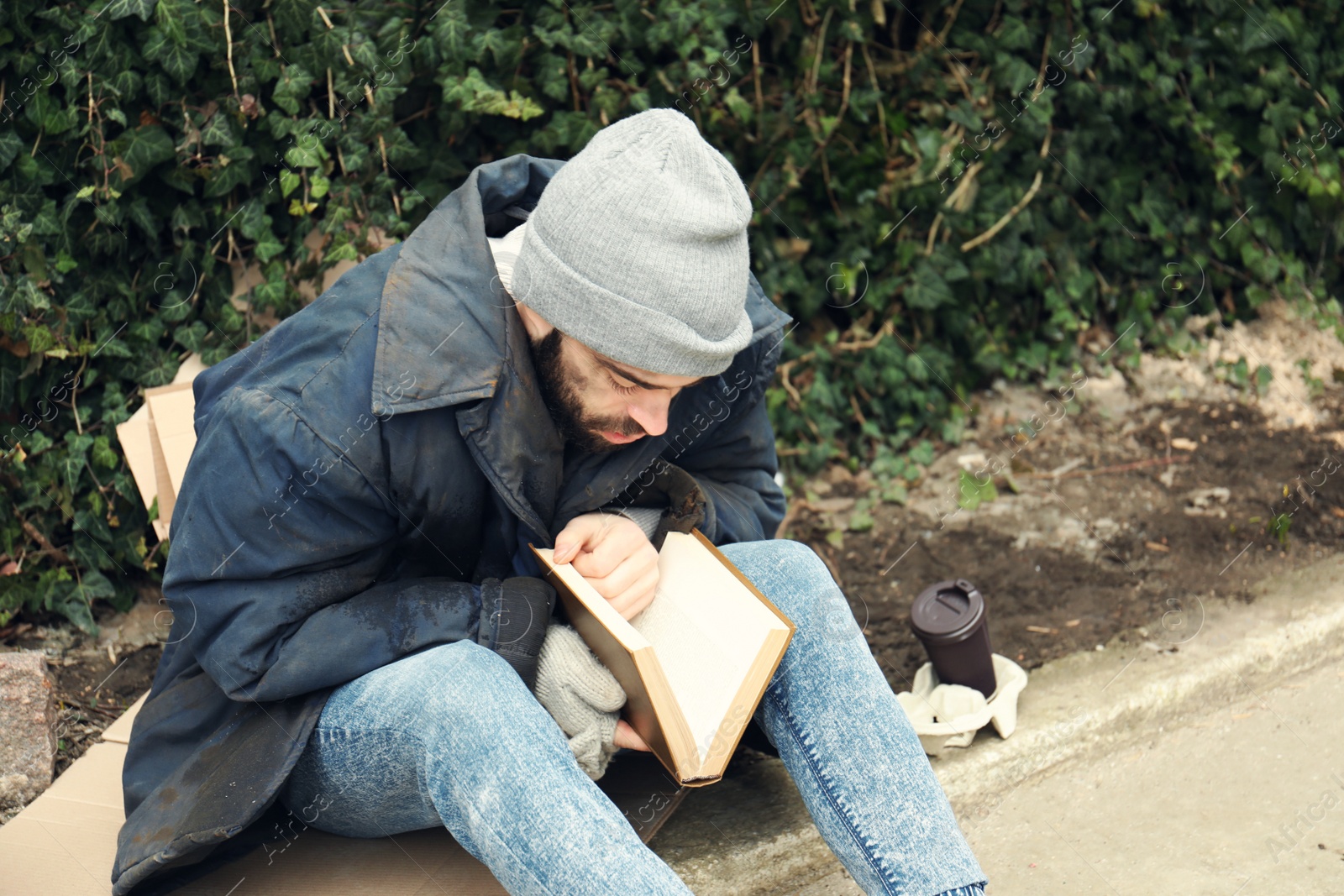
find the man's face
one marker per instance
---
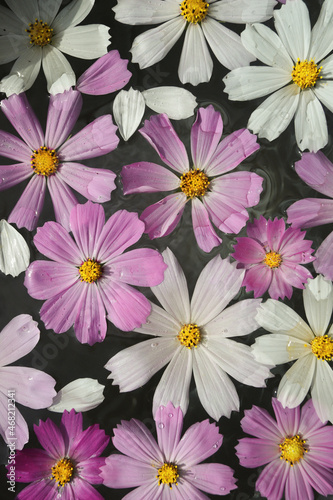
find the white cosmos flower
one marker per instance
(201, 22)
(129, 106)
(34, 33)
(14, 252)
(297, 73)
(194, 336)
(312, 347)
---
Lines containing "find" in the records above: how many are there? Give only the number.

2